Coordinate annotation entries

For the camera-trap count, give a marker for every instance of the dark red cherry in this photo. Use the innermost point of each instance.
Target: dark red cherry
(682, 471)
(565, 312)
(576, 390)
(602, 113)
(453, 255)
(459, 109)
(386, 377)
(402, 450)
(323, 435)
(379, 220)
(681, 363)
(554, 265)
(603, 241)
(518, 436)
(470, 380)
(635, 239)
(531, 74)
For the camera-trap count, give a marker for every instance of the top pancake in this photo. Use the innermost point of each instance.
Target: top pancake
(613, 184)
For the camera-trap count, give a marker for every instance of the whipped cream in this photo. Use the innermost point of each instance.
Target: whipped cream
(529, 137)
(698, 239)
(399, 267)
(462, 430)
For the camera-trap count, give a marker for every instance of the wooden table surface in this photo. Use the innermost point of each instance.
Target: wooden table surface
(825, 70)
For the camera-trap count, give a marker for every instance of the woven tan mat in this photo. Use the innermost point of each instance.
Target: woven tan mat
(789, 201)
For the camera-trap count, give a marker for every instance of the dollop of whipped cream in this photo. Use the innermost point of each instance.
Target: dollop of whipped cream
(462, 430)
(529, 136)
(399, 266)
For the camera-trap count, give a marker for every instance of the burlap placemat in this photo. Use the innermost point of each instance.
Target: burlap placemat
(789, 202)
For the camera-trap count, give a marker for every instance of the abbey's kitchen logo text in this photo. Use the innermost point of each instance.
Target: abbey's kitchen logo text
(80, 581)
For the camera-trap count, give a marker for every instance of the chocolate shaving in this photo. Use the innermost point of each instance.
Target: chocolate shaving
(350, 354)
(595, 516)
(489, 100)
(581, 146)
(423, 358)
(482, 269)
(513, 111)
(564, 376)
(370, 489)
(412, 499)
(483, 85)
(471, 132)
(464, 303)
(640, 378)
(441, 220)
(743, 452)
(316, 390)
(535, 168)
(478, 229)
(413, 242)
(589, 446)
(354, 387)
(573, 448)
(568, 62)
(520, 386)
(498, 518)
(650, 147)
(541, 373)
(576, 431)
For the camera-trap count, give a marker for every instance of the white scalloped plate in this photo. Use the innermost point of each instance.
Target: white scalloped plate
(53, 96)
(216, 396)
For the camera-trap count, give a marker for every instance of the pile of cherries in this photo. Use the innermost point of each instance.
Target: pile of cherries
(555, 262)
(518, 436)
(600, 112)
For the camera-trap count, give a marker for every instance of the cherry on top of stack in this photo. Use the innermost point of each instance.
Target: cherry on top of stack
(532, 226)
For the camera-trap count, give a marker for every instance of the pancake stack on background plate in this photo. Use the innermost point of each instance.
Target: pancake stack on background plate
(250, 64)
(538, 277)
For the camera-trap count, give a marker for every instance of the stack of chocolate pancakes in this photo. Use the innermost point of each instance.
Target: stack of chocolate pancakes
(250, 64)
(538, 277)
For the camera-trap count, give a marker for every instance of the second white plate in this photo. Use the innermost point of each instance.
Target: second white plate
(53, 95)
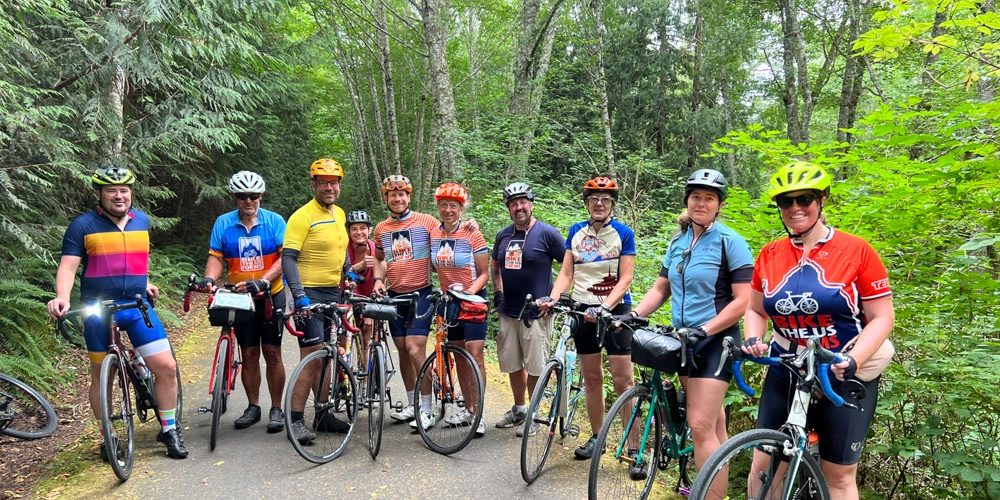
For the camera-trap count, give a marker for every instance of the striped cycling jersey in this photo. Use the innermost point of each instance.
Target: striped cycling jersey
(820, 294)
(596, 258)
(115, 261)
(321, 240)
(248, 253)
(408, 242)
(454, 254)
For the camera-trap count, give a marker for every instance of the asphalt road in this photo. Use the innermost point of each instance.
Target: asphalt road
(251, 463)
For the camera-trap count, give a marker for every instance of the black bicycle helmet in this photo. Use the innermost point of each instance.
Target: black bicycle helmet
(517, 190)
(707, 178)
(358, 217)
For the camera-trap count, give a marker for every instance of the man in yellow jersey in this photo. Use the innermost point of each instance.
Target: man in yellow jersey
(312, 260)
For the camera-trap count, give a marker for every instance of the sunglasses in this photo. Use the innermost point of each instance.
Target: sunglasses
(803, 200)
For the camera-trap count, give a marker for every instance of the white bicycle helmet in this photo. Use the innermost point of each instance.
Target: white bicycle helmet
(245, 181)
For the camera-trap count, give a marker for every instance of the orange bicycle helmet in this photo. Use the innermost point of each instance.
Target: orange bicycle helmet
(396, 183)
(601, 184)
(451, 191)
(326, 166)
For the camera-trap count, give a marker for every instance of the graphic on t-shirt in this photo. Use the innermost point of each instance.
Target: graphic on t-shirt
(445, 256)
(514, 254)
(402, 246)
(251, 255)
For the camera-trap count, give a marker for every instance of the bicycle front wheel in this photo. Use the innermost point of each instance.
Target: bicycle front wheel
(450, 429)
(221, 372)
(733, 459)
(117, 420)
(31, 415)
(376, 398)
(623, 465)
(543, 416)
(326, 385)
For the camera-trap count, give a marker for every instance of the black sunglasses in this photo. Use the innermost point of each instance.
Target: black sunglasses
(803, 200)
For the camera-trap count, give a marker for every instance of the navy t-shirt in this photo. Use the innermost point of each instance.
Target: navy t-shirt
(525, 259)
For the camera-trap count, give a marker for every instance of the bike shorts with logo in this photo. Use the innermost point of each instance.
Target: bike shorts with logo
(841, 430)
(260, 330)
(317, 327)
(419, 326)
(146, 341)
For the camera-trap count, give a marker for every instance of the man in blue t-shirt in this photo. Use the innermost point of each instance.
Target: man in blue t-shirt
(521, 263)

> _TASK BRIEF_:
Repeat exactly, and only, the lines from the line containing "of the bicycle" through the last line of the records above, both included.

> _ANSWER IN FULL_:
For the camera-trap count, give a marker for every instance of the bicycle front wheel in this photo. Use the innermost point of each instance.
Target: bicycle front wheel
(450, 429)
(221, 372)
(733, 459)
(117, 420)
(31, 415)
(376, 398)
(623, 465)
(543, 416)
(326, 385)
For the camera-trap count, give a marker for every instance of the black sunglasses in this photo. Use the innermost point of each instance.
Target: black sunglasses
(803, 200)
For the camera-trap count, give a marker for every instance of the navy t-shirt in this photo. Use the innermost point of each instance.
Target: navy t-shirt
(525, 259)
For the camera-trap count, give a marker for every instance of the bike shorts with logo in this photo. Use the innermost point of each instance.
Target: bike shorts with logo
(841, 430)
(260, 330)
(317, 327)
(419, 326)
(146, 341)
For the camera-trap count, give a marker for every instance of the man in blue t-shirt in this photo. Use the innermost point of each instance.
Target: man in blue t-shirt
(521, 263)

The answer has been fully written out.